# DADOS EXTRAÍDOS:
>>

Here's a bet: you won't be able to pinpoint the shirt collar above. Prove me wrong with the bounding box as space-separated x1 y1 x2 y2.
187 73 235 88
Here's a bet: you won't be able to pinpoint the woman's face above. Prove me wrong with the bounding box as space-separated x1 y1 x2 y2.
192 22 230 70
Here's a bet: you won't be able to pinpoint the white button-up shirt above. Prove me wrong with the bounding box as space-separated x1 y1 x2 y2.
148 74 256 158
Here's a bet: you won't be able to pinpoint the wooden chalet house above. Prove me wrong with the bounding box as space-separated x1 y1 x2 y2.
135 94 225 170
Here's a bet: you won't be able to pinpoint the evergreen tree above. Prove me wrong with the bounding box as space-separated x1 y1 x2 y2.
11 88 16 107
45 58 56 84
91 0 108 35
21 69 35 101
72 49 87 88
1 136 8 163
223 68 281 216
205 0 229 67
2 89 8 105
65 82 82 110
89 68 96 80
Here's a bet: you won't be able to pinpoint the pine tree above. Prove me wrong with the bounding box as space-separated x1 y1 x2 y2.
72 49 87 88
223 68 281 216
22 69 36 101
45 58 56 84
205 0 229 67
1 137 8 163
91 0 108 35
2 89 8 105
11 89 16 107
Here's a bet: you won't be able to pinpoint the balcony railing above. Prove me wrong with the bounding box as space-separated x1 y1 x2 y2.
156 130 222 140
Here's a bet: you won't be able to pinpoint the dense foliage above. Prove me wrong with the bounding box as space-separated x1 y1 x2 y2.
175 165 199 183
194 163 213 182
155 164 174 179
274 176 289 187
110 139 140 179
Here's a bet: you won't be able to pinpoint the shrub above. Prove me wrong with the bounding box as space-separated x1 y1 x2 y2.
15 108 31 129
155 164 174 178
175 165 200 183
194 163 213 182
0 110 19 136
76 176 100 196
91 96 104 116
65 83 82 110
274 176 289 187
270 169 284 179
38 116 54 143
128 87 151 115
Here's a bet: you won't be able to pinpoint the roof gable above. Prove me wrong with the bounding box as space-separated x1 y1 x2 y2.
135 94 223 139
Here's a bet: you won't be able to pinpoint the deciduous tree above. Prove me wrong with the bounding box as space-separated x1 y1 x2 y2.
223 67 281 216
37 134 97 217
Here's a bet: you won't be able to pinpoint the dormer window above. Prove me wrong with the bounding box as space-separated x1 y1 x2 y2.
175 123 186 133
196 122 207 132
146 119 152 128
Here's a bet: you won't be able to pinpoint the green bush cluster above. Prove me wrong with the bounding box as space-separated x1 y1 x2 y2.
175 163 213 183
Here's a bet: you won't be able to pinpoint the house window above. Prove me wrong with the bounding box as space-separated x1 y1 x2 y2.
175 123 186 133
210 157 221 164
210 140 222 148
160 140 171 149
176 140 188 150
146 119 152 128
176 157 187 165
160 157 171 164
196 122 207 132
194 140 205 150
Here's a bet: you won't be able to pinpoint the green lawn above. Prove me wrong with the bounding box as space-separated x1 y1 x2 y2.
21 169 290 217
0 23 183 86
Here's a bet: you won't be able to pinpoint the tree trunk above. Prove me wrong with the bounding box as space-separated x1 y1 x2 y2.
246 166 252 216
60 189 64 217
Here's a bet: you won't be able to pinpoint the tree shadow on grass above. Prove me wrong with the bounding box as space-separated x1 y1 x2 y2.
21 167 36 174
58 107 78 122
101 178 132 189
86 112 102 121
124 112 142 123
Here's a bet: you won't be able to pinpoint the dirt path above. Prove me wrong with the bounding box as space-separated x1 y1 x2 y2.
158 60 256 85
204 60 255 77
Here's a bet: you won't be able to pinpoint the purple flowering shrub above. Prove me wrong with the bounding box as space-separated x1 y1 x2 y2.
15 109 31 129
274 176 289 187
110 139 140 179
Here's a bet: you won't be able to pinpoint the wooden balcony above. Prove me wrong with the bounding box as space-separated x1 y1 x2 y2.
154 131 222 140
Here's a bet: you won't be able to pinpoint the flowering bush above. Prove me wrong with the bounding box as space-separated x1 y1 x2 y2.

<<

# INSTRUÇÕES DA TAREFA:
Reproduza todas as entradas acima, linha por linha, sem mudar nada.

# RESULTADO DA TAREFA:
Here's a bet: you won't be able to pinpoint the shirt collar above. Prove me wrong with the bounding box as space-separated x1 y1 x2 y2.
187 73 235 88
Here's a bet: you won't be able to pinpoint the woman's face above. Prove me wrong with the bounding box as space-separated x1 y1 x2 y2.
192 22 230 70
Here's a bet: you won't be able to pinpoint the white button-up shirt above. Prove me wrong with the bounding box as space-separated x1 y1 x2 y2.
148 74 256 158
Here's a bet: you won't be able to pinpoint the wooden chalet house above. Prove me wrong with the bounding box as space-separated x1 y1 x2 y2.
135 94 225 170
Here's a bet: you won't be able to pinpoint the evergreen tree above. Prove me wrong with the bounding box as space-separated x1 y1 x2 y2.
11 88 16 107
45 58 56 84
91 0 108 35
21 69 35 101
72 49 87 88
1 136 8 163
223 68 281 216
205 0 229 67
2 89 8 105
65 82 82 110
89 68 96 80
Here's a bet: you won't be able to pinpoint the pine tree above. Prove me wrong with the bounding box as space-separated x1 y1 x2 y2.
72 49 87 88
223 68 281 216
22 69 36 101
45 58 56 84
205 0 229 67
1 137 8 163
91 0 108 35
2 89 8 105
11 89 16 107
Here's a bet: you won't be able to pinpoint the balcony railing above. Prove me wrong with the bounding box as space-separated x1 y1 x2 y2.
156 130 222 140
Here's a bet: you won't be able to pinpoint the dense foliage above. Prove me wrong with the bounding box as space-separated x1 y1 x2 y2.
175 165 199 183
194 163 213 182
155 164 174 179
274 176 289 187
110 139 140 179
Here's a bet: you won't be able to pinpoint the shrub above. Prove me wrong with the bounding box as space-separated x1 y1 x2 y2.
15 108 31 129
155 164 174 178
175 165 200 183
194 163 213 182
0 110 19 136
76 176 100 196
91 96 104 116
65 83 82 110
274 176 289 187
270 169 284 179
38 116 54 143
128 87 151 115
Here's a bet: you won't be able to pinpoint the roof gable above. Prove me wrong with the bounding box as space-separated x1 y1 x2 y2.
135 94 223 139
Here's a bet: you won't be able to pinpoint the deciduous tree above. Prove me wrong with the bounding box as space-separated x1 y1 x2 y2.
223 67 281 216
37 134 97 217
Here's a bet: you won't be able to pinpoint the dormer window above. Prove me wrong with the bounding box as space-separated x1 y1 x2 y2.
175 123 186 133
196 122 207 132
146 119 152 128
Here's a bet: you won't be able to pinpoint the green bush cluster above. Prove me wrong with the bounding box as space-separated x1 y1 x2 y2.
175 163 213 183
Here's a bet: you won't be able to pinpoint the house window above. Prove me wrong with the bounding box as space-separated x1 y1 x2 y2.
175 123 186 133
210 157 221 164
210 140 222 148
160 140 171 149
176 140 188 150
146 119 152 128
176 157 187 165
160 157 171 164
196 122 207 132
194 140 205 150
Here's a bet: you won't be able to pinpoint the green lawn above. Prove me wrong with the bounding box as space-separated x1 y1 x2 y2.
21 169 290 217
0 23 183 86
Here's a bet: you won't be able to pinpoint the tree trunk above. Prove me wrong with the bounding box as space-separated x1 y1 x2 y2.
246 166 252 216
60 189 64 217
Here's a bet: you won't be able to pinpoint the tree shadow on grass above. Prove me wrong with the bounding box as space-separated x1 y1 x2 y2.
21 167 36 174
58 107 78 122
101 178 132 189
86 112 102 121
124 112 142 123
Here's a bet: you won't be able to pinpoint the dirt path above. Prove me wrong with the bounding box as space-separated x1 y1 x2 y2.
158 60 256 85
204 60 255 77
Here's a bet: you won't be able to pinpoint the purple flowering shrub above. Prove me wrong with the bounding box as space-separated x1 y1 x2 y2.
15 109 31 129
274 176 289 187
110 139 140 179
Here's a bet: you won't be able to pinpoint the wooden balcony above. Prove me wrong with the bounding box as space-separated x1 y1 x2 y2.
154 131 222 140
Here's a bet: you won't be able to pinpoint the flowering bush above. Prove me wrong with the bounding box as space-separated x1 y1 x2 y2.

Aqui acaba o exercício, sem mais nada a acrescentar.